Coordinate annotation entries
━━━━
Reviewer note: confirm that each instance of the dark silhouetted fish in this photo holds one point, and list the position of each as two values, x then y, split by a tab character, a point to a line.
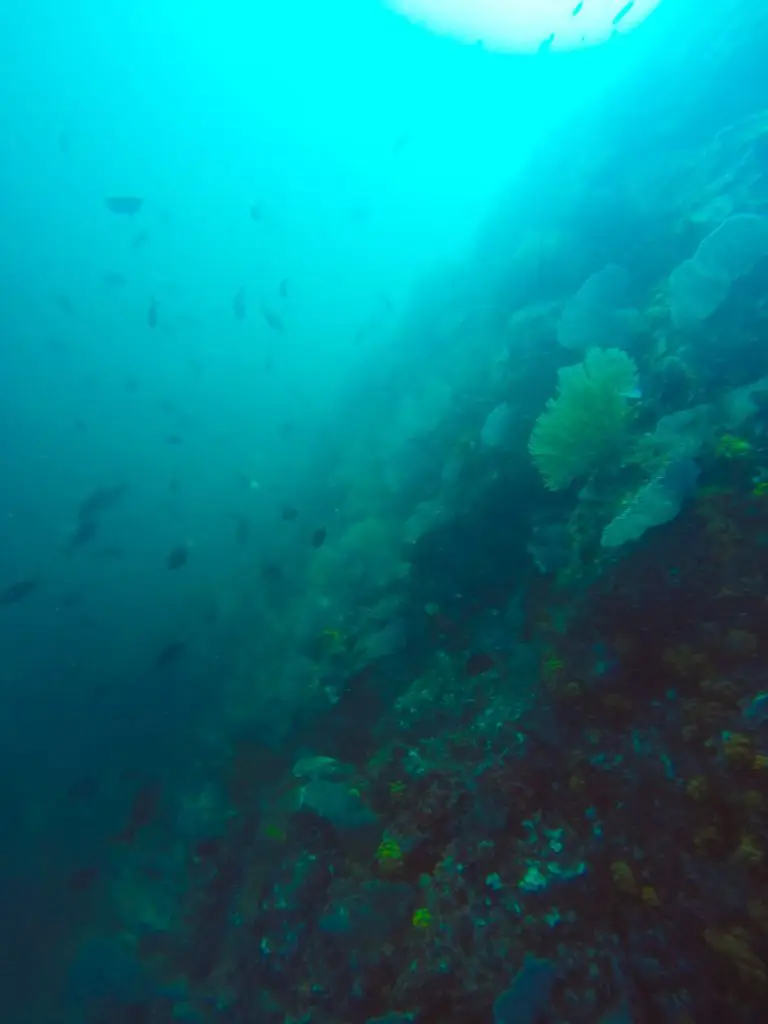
243	530
66	305
400	142
624	12
177	558
126	205
358	213
272	320
83	534
142	811
83	880
17	592
169	655
99	501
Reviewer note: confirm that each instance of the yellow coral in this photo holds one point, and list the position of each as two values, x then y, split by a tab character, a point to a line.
584	427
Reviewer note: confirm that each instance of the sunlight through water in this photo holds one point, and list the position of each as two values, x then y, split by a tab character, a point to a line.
528	26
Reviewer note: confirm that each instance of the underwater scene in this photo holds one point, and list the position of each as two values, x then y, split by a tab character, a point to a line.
384	507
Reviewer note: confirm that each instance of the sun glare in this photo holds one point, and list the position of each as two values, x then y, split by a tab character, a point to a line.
528	26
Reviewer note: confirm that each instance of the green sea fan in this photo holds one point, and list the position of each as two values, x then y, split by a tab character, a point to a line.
584	428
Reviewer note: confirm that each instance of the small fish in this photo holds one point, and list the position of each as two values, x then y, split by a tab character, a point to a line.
100	500
624	12
755	710
17	592
272	320
177	558
125	205
169	655
478	664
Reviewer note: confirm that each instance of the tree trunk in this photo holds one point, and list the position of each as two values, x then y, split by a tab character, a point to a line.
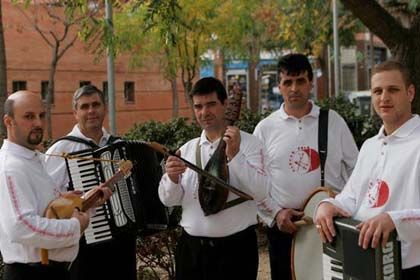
175	100
253	86
3	75
219	65
403	42
187	88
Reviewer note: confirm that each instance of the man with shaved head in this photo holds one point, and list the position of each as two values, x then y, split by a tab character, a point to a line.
26	189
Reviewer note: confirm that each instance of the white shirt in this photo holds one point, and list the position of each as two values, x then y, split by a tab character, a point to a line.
56	165
292	147
247	172
387	179
25	192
━━━━
### Task description
Print every line of the material above verbatim, from the first reviewer note through the last coordinate pair, leaving out the pictures.

### Exercise solution
Reviewer note: confirm that each instance of the dark silhouetted fish in this photo holds one point, and list the position of each as two values, x then y, split by a tab character, a point to a line.
243	530
66	305
400	142
624	12
177	558
126	205
358	213
272	320
83	534
142	811
83	880
17	592
169	655
99	501
Reviewer note: confirm that each instance of the yellow coral in this photo holds one point, and list the position of each as two values, x then y, split by a tab character, a point to a line.
584	427
Reviewer note: confirm that each instance of the sunlight through water in this photo holds one point, and list the position of each as two values, x then y, split by a tab character, a point to a line.
528	26
Reviewer note: confirm that each instance of the underwater scene in this photo holds one point, and list the position of each as two values, x then y, split by a tab character, a point to a line.
384	507
Reviewer note: confirm that each instance of the sun glare in this photo holds one point, and list the position of each as two values, x then y, split by a tab character, a point to a line.
528	26
Reviewer note: confirm that each instance of the green sea fan in this photo holds one point, and list the position of each as two values, x then y, split by a tab character, a point to a line.
584	428
Reviewer note: confirm that each instance of the small fish in this photo holds one point, and list the position of each as two values, x then y, split by a tab character, a point to a line.
100	500
624	12
755	710
17	592
272	320
177	558
125	205
169	655
478	664
Reviewer note: confirm that each instance of the tree trunk in this photo holds one point, and list the position of each as two values, x then y, split by a tab character, a point to a line.
175	100
253	86
3	75
219	65
403	42
187	88
Reviewer note: confirm that each instance of the man with shaved head in this photo holds one point, and list the position of each as two values, x then y, split by a tab character, a point to a line.
26	189
Reviewer note: confirm that each instance of the white shirt in this photo holds one point, and list the position of each as two values, x then y, split by a tab character, a point to a line.
56	165
292	147
247	172
387	179
25	192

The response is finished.